=== Begin Enclosure ===
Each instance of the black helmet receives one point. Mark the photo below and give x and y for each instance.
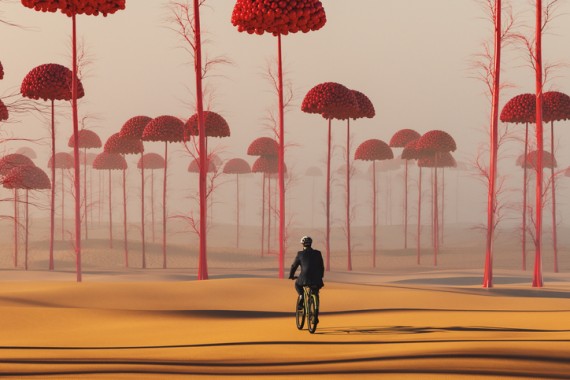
(306, 241)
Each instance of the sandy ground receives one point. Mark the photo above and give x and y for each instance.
(399, 320)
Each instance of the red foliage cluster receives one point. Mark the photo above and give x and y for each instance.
(263, 146)
(278, 16)
(401, 138)
(117, 144)
(134, 127)
(109, 161)
(194, 166)
(266, 164)
(71, 7)
(365, 106)
(215, 125)
(164, 128)
(556, 106)
(50, 82)
(28, 177)
(3, 111)
(436, 141)
(548, 160)
(87, 139)
(10, 161)
(372, 150)
(63, 160)
(331, 100)
(237, 166)
(151, 161)
(520, 109)
(444, 160)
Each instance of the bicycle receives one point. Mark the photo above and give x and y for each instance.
(308, 310)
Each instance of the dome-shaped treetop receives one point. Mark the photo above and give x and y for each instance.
(331, 100)
(278, 17)
(117, 144)
(401, 138)
(237, 166)
(10, 161)
(436, 141)
(214, 123)
(71, 7)
(557, 106)
(134, 127)
(28, 177)
(63, 160)
(109, 161)
(164, 128)
(365, 107)
(151, 161)
(87, 139)
(50, 82)
(263, 146)
(373, 150)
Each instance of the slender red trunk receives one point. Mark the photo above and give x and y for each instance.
(419, 216)
(374, 214)
(202, 260)
(76, 165)
(553, 189)
(281, 164)
(164, 206)
(537, 276)
(110, 214)
(52, 195)
(328, 203)
(125, 218)
(348, 242)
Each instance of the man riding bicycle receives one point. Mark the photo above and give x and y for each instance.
(312, 268)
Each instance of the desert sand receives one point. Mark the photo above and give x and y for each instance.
(399, 320)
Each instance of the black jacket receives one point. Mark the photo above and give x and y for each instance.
(312, 267)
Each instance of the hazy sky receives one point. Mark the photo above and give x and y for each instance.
(412, 58)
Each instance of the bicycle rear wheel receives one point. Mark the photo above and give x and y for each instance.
(300, 314)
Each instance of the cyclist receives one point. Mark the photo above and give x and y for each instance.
(312, 268)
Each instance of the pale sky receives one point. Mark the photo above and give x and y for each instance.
(410, 57)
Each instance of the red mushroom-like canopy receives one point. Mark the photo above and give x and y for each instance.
(151, 161)
(87, 139)
(10, 161)
(237, 166)
(263, 146)
(331, 100)
(50, 82)
(27, 151)
(117, 144)
(365, 106)
(548, 160)
(194, 166)
(109, 161)
(401, 138)
(436, 141)
(372, 150)
(445, 160)
(278, 17)
(3, 111)
(520, 109)
(313, 171)
(266, 164)
(164, 128)
(28, 177)
(557, 106)
(70, 7)
(63, 160)
(215, 124)
(134, 127)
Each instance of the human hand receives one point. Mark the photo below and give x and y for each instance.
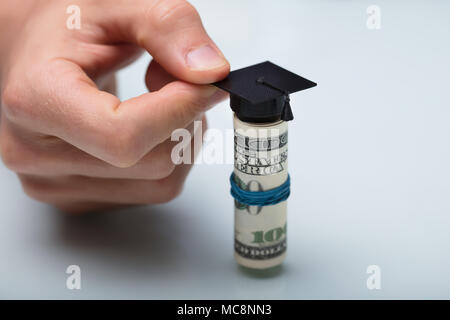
(80, 148)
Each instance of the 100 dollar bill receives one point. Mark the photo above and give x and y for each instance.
(261, 160)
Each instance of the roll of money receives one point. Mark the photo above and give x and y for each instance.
(260, 164)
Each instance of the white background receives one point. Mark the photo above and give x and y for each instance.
(369, 160)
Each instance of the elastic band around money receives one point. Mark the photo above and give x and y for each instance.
(261, 198)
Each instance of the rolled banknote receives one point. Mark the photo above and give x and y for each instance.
(260, 164)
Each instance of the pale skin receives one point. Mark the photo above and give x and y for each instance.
(71, 141)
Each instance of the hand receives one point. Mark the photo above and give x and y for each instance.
(80, 148)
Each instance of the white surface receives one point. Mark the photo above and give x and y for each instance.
(369, 161)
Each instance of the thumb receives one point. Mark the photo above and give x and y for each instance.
(173, 33)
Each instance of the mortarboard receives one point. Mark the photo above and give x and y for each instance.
(260, 93)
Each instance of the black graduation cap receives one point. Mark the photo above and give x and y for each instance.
(260, 93)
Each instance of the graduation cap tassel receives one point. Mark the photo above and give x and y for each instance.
(286, 114)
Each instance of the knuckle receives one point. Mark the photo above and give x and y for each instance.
(34, 189)
(121, 148)
(165, 14)
(13, 155)
(12, 100)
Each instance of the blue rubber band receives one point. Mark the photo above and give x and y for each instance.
(260, 198)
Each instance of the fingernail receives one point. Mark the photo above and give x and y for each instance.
(204, 58)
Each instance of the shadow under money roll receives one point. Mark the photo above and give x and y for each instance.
(260, 183)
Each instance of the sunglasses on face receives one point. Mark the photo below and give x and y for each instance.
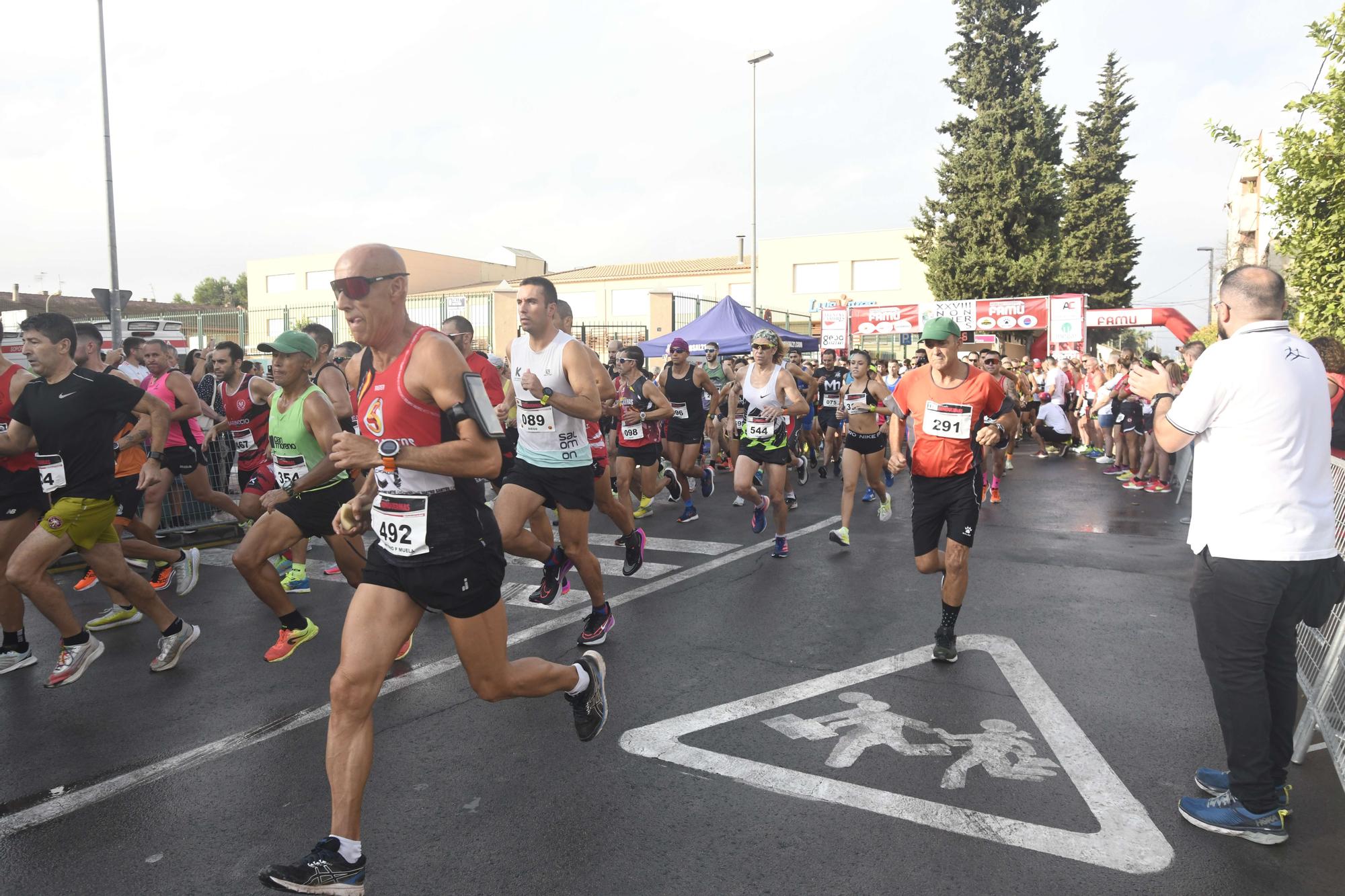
(358, 287)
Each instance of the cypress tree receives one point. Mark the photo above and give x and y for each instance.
(995, 228)
(1098, 245)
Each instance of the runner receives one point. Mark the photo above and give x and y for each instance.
(770, 397)
(307, 490)
(75, 415)
(864, 444)
(956, 411)
(691, 392)
(438, 540)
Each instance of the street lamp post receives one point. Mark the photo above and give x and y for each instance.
(753, 61)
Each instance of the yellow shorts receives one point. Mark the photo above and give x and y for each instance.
(87, 521)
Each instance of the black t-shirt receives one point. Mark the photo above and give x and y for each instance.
(79, 419)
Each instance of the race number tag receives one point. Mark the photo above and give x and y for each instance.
(400, 524)
(535, 417)
(948, 420)
(289, 469)
(759, 428)
(52, 471)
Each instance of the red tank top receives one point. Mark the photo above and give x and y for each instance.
(248, 424)
(13, 463)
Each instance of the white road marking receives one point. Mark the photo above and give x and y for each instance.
(1128, 838)
(79, 799)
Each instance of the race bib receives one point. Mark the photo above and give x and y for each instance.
(948, 420)
(52, 471)
(289, 470)
(536, 419)
(400, 522)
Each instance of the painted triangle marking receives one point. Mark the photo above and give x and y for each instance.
(1126, 841)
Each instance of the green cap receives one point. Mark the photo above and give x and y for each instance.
(941, 329)
(290, 343)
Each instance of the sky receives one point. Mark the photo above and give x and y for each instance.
(588, 132)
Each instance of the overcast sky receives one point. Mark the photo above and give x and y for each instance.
(587, 132)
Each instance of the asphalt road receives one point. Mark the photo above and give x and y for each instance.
(1050, 759)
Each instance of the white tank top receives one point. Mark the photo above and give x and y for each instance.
(547, 436)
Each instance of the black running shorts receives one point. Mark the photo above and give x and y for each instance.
(945, 501)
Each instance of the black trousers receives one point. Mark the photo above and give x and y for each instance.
(1246, 618)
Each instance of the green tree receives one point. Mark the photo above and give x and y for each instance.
(993, 228)
(1308, 202)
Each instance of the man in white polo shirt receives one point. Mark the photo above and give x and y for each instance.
(1262, 555)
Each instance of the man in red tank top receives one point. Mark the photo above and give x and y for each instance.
(438, 548)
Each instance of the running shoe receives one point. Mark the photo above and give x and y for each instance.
(945, 646)
(290, 639)
(590, 705)
(11, 659)
(162, 577)
(1225, 814)
(115, 618)
(171, 647)
(188, 569)
(634, 545)
(322, 870)
(759, 516)
(73, 662)
(297, 583)
(597, 627)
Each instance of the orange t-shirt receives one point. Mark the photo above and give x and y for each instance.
(944, 421)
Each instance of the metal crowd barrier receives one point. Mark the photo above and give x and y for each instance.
(1321, 663)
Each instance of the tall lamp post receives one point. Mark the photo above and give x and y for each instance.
(753, 61)
(1211, 251)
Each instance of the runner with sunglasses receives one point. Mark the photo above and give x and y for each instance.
(771, 395)
(438, 542)
(956, 411)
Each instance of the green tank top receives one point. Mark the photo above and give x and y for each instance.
(294, 450)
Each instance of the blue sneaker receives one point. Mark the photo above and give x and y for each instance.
(1215, 783)
(759, 516)
(1226, 815)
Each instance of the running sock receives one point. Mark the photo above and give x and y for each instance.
(350, 849)
(583, 684)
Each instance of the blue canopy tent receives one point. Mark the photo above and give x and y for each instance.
(730, 325)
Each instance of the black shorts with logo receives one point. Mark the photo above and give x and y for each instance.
(570, 487)
(314, 512)
(463, 588)
(945, 501)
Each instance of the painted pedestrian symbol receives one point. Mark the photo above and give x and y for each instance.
(1001, 749)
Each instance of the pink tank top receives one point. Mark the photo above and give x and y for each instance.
(178, 430)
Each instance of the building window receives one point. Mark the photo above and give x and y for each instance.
(630, 303)
(820, 278)
(584, 304)
(880, 274)
(280, 283)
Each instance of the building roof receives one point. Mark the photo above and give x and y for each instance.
(88, 309)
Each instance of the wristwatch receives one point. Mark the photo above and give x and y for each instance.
(388, 450)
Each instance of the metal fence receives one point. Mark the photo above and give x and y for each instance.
(1321, 662)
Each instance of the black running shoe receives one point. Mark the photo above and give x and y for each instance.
(591, 706)
(945, 646)
(322, 870)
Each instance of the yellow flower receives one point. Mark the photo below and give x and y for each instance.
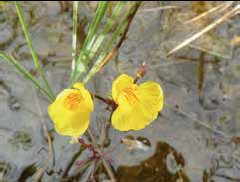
=== End Enclosure ===
- _THE PROBLEM_: Give an exact copy of the line containing "Each instance of the running sock" and every line after it through the end of the entries. Pictures are to be dropped.

- _TASK RESPONSE_:
Each instance of the running sock receives one point. Mark the photo above and give x and y for each instance.
(350, 849)
(583, 684)
Each instance of the blue canopy tent receives one point. Mark the photo above and give x and y for each instance.
(730, 325)
Each instance of the black shorts with logo receives one point. Mark the photo above and give x and y for each instance.
(570, 487)
(314, 512)
(463, 588)
(945, 501)
Each instance of the painted pedestrian symbol receives one point. Mark the photo above and give x and y for each instance.
(1001, 749)
Each instance of the pink tank top receives one point. Mark the photo above and give x and y for each instance.
(178, 430)
Each instance of the building window receives one point. Mark the photo above and give x and y for each instance.
(630, 303)
(820, 278)
(584, 304)
(880, 274)
(280, 283)
Each instance of the building roof receives one point. Mark the photo above and give x and y for each instance.
(88, 309)
Each instance of the wristwatch receives one point. Mark the photo above and give x and y for each instance.
(388, 450)
Each instance of the metal fence receives one point. Mark the photo above and give x and y for each instance.
(1321, 662)
Each instance of the black running shoe receives one point. Mark the photo above and give x and y for each instance.
(591, 706)
(945, 646)
(322, 870)
Each instance of the yellow flower receives one point. Mark the photo below and give x and y for each instance.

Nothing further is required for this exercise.